*** MATERIALS PROVIDED ***

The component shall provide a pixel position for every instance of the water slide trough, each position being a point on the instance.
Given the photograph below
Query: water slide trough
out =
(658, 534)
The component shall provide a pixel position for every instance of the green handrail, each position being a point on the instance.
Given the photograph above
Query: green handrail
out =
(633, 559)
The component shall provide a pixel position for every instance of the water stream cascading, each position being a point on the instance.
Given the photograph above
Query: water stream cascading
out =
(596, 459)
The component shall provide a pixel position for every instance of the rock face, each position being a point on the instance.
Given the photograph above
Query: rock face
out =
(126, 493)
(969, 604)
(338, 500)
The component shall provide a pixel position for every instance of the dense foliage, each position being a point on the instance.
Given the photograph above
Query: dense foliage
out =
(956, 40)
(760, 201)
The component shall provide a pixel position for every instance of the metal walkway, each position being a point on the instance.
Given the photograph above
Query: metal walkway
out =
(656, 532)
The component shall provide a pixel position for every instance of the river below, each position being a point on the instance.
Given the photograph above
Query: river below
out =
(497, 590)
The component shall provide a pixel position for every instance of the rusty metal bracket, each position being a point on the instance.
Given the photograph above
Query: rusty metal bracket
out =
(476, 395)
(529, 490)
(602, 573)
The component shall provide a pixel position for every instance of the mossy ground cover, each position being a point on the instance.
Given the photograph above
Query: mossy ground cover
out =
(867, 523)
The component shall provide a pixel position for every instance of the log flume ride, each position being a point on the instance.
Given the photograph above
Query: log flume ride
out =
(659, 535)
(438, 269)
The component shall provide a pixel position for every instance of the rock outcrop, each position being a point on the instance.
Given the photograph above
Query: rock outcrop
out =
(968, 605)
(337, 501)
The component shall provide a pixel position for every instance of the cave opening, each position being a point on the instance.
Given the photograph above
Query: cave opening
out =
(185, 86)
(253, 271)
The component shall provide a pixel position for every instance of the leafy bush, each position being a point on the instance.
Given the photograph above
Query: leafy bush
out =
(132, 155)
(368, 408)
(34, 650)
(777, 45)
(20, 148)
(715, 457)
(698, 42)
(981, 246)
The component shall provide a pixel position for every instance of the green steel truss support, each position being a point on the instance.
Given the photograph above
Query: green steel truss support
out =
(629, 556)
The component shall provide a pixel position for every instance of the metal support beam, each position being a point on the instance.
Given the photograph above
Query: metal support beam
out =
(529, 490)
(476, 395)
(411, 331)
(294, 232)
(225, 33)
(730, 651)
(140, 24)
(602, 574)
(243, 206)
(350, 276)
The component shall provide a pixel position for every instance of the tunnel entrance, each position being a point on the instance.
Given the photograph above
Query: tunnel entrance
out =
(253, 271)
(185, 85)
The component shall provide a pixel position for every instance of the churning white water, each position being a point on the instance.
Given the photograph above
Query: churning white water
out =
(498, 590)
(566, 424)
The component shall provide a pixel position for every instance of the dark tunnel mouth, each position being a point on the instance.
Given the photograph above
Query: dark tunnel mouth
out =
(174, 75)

***

WHAT YOU HAVE TO DO:
Extract the listing in its entirety and repeat it exactly.

RESULT:
The component shall provide a pixel position for every instance of the water slide trough, each position being a point on the instance.
Given the photograph below
Query: water slide trough
out =
(658, 534)
The component shall provide a pixel position for every instance of the green handrail, each position being a point on the instance.
Given the photograph above
Query: green handrail
out =
(633, 559)
The component shall provide a pixel position for every instance of the water stream cascading, each position being a point on the instance.
Given the photograph above
Query: water stream cascading
out =
(596, 459)
The component shall provide a pixel position for every instance of the rock face, each position being a point on the instance.
Given the photograph above
Query: rock face
out =
(126, 493)
(969, 604)
(338, 500)
The component shall provide a pixel position for every instance of the dense foliage, each position being a point on the instance.
Given the photograph above
Query: dense foliage
out =
(956, 40)
(760, 201)
The component shall provide a pixel position for every instance of the metal walkway, each position being a point on the instance.
Given the photograph above
Query: metal walkway
out =
(656, 532)
The component shall provide a pixel position for every instance of the river below, each position being a point on the instance.
Given the photograph above
Query: river below
out =
(497, 590)
The component shall provide a pixel position for every instance of the rusty metal bracket, each position being a point on the instance.
Given the photograph above
Query: rusty metal bracket
out =
(476, 395)
(529, 490)
(602, 573)
The component shall provide a pixel position for every instance of the mossy ground cover, each position being a point on the instance.
Given the photograph above
Query: mossy ground cover
out =
(867, 523)
The component shall provide a pixel position for every instance of the log flume ride, each position being a point on the instance.
Given the photograph above
Query: log flume ride
out =
(659, 535)
(438, 269)
The component shall provide a pixel position for every instance of the rock outcrop, each position being a point on the instance.
Given the photograph above
Query: rock outcrop
out =
(968, 605)
(337, 501)
The component shall provide a pixel position for every instance of the cave opening, each position being a point on the instance.
Given the photograph above
Query: cave opening
out =
(185, 86)
(253, 271)
The component shall provide a pixel position for every instance of the leafy bush, each position being a point on the instance.
Given the photograph above
Query: leafy bush
out =
(132, 155)
(368, 408)
(34, 650)
(777, 45)
(20, 148)
(715, 457)
(698, 42)
(981, 246)
The component shall provide a pixel position for every instance of the green steel truss support, each position being a point on the instance.
Given the photograph above
Query: green steel truss support
out =
(629, 556)
The component shall provide a pixel position for every instance of the metal support beam, each position being a point on the instance.
Given the photograph above
Query: metal support beam
out =
(529, 490)
(476, 395)
(411, 331)
(294, 232)
(225, 33)
(730, 651)
(140, 24)
(602, 574)
(243, 206)
(350, 276)
The component shall provide a pixel position for every instance of the tunnel entrance, each position being a point on the instance.
Given the photograph above
Query: tunnel entrance
out =
(253, 271)
(185, 85)
The component shall provide a pixel position for every instance of the churning white water, each position being a point on the instance.
Given the photograph above
Query: churning white water
out =
(498, 590)
(566, 424)
The component shall provide a pixel position for every instance of the dark tunnel mouth, each position being a point on the instance.
Given the photograph above
Query: dark tunnel mouth
out =
(174, 75)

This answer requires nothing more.